» Exercise prompt: Take the lines below between the one holding "detail: outlines are" and the one holding "Draw the outline", inclusive, and copy them exactly. Add nothing.

» Stored records:
Segment Open

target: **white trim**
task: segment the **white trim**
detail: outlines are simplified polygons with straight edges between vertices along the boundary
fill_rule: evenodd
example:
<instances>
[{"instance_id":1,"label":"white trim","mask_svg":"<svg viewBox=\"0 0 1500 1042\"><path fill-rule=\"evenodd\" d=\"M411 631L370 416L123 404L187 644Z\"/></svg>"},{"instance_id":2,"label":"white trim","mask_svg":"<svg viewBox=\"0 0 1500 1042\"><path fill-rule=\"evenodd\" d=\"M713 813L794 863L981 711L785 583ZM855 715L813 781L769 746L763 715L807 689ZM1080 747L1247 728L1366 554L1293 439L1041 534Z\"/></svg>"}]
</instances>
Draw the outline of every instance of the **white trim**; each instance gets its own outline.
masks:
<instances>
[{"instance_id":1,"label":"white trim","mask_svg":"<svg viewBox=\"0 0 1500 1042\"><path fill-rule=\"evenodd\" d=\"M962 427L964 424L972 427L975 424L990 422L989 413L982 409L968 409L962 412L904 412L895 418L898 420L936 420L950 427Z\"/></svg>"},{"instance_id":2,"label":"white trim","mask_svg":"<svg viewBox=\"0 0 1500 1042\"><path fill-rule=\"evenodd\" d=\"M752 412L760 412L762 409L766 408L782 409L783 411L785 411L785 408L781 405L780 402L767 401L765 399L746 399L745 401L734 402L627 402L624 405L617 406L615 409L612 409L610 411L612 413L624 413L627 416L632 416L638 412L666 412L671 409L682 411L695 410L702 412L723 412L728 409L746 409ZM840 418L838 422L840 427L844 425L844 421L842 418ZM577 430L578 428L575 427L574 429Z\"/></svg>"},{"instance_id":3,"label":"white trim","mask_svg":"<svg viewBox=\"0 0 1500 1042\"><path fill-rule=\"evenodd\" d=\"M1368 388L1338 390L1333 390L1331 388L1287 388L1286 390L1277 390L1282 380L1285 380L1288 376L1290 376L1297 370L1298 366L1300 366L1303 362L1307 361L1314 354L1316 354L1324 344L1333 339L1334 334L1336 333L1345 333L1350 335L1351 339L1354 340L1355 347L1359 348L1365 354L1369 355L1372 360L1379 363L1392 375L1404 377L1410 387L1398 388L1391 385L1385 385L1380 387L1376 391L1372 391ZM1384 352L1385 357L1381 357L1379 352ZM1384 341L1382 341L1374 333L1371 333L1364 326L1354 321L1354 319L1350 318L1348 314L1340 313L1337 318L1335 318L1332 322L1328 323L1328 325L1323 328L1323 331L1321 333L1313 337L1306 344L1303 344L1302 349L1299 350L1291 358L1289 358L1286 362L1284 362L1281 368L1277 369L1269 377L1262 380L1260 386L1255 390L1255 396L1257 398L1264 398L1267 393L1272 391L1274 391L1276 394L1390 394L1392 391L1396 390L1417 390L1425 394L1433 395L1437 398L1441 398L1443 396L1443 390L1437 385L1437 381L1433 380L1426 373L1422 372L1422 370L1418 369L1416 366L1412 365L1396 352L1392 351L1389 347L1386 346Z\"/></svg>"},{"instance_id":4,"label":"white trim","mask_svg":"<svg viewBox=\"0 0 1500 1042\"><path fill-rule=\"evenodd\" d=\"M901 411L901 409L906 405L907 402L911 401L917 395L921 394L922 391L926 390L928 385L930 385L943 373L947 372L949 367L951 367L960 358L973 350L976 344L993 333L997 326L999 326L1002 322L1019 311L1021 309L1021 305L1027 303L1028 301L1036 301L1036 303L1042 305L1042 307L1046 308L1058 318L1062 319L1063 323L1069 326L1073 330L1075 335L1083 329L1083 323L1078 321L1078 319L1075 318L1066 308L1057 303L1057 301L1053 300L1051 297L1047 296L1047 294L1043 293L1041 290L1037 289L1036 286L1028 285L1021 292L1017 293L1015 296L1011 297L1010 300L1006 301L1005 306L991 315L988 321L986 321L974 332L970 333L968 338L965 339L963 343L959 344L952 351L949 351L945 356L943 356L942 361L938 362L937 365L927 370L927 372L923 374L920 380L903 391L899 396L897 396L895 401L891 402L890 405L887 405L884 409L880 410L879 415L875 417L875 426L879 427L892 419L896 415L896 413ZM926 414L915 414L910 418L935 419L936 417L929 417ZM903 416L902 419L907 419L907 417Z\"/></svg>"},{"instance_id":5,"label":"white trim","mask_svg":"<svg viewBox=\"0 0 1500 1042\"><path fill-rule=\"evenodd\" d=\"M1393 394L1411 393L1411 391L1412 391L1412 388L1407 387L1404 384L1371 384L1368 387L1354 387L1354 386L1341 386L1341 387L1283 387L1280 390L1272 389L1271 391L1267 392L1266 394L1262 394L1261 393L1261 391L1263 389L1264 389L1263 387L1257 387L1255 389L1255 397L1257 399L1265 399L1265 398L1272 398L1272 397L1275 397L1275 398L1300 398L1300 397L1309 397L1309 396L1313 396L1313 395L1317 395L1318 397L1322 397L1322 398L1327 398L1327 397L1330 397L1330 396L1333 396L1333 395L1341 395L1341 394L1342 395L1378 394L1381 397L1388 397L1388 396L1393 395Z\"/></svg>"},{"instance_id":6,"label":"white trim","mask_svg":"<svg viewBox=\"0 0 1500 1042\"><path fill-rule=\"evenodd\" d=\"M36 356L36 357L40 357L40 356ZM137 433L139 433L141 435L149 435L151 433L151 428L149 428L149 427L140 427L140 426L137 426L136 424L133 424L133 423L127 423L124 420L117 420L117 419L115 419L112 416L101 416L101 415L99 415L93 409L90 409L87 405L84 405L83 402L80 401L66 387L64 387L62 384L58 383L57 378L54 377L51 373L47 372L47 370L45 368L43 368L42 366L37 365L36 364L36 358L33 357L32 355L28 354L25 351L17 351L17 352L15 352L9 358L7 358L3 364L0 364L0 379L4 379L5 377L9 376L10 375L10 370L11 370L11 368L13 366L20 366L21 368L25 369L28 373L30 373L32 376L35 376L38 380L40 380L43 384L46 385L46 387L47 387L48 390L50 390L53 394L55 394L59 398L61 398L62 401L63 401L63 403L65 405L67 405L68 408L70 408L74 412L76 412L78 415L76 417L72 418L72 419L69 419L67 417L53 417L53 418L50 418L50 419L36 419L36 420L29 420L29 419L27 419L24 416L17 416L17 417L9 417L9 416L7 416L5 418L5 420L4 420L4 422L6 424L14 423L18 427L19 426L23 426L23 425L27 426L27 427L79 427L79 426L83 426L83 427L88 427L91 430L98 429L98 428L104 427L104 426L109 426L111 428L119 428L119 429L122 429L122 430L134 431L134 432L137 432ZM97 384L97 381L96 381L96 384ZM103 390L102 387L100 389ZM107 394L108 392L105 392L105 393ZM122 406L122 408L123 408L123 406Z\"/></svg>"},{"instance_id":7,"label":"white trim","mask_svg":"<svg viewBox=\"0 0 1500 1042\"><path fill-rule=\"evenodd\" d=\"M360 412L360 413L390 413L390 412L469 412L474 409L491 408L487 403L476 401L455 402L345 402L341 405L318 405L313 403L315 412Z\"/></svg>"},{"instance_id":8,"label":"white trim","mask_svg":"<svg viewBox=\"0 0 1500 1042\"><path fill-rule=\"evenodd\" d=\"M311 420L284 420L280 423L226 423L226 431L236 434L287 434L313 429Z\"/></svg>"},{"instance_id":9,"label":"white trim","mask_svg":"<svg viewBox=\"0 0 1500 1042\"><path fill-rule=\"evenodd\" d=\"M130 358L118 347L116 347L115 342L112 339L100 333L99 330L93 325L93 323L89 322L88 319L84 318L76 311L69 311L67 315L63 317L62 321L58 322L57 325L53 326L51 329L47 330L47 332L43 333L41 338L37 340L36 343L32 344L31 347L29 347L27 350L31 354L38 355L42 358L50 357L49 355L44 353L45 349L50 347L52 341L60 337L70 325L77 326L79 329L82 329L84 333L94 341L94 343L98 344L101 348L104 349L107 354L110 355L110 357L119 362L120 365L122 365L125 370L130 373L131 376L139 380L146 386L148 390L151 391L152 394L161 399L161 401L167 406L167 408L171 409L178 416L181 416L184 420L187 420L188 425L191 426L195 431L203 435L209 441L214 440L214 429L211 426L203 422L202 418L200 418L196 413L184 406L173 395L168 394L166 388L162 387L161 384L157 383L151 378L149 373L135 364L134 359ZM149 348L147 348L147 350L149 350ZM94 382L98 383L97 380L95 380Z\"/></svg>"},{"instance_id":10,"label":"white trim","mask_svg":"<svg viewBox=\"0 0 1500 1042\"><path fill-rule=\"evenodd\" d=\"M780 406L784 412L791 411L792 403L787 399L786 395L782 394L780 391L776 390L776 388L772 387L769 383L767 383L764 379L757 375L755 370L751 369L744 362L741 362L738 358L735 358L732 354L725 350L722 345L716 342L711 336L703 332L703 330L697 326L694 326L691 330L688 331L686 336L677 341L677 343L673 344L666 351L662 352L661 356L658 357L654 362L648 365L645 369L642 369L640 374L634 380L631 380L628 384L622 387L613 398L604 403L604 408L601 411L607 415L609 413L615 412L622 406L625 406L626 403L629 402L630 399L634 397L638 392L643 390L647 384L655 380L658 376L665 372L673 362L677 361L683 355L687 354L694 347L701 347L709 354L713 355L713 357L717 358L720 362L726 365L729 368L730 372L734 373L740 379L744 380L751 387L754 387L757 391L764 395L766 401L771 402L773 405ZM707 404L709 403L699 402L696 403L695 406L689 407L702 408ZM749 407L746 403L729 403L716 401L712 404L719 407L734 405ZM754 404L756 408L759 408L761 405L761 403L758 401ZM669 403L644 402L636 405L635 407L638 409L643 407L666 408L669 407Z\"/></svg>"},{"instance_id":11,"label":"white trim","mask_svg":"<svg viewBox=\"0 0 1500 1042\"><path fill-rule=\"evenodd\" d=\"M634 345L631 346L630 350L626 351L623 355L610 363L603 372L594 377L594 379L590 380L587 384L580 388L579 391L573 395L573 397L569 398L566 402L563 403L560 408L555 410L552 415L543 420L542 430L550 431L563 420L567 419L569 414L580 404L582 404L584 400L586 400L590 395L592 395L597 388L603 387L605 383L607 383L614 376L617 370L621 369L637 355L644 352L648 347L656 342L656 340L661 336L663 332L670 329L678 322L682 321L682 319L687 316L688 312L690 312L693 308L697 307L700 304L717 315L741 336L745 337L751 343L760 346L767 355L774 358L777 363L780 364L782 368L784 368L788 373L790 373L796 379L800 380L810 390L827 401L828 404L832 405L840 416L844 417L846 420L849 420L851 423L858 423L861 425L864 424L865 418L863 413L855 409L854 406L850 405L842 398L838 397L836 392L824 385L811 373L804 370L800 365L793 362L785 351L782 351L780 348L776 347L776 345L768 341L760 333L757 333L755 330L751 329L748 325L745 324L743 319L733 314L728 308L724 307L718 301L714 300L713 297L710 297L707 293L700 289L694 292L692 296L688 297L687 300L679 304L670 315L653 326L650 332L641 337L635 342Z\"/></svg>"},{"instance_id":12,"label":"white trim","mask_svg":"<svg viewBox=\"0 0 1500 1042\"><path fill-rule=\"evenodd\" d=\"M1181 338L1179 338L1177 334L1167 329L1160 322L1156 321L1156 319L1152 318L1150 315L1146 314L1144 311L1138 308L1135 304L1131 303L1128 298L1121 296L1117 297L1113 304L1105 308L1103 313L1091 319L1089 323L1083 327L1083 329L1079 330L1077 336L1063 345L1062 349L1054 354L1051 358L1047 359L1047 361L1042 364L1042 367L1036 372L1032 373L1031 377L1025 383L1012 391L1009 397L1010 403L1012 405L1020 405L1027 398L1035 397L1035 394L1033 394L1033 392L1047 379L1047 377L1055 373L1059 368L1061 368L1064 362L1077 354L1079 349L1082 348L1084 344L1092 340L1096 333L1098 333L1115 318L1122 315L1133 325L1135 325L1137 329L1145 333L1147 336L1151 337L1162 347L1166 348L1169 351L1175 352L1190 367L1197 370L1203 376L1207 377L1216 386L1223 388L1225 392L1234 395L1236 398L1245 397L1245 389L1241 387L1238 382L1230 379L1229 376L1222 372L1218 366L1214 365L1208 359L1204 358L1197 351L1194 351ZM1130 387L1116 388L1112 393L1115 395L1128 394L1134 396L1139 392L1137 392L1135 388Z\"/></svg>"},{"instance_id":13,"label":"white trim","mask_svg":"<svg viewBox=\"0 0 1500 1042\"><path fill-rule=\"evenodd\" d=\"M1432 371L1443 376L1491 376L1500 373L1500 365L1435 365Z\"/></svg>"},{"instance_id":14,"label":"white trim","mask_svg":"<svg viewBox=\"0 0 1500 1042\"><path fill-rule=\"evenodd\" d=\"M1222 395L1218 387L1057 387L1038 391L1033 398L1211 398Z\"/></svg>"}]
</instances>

Segment Closed

» Written solution:
detail: outlines are simplified polygons with straight edges between vertices along the boundary
fill_rule: evenodd
example:
<instances>
[{"instance_id":1,"label":"white trim","mask_svg":"<svg viewBox=\"0 0 1500 1042\"><path fill-rule=\"evenodd\" d=\"M411 631L370 416L123 404L187 644Z\"/></svg>"},{"instance_id":2,"label":"white trim","mask_svg":"<svg viewBox=\"0 0 1500 1042\"><path fill-rule=\"evenodd\" d=\"M713 813L794 863L981 711L785 583ZM855 715L813 781L769 746L763 715L807 689ZM1080 747L1247 728L1366 554L1293 439L1041 534Z\"/></svg>"}]
</instances>
Draw the outline of every instance of the **white trim**; each instance gets its own outline.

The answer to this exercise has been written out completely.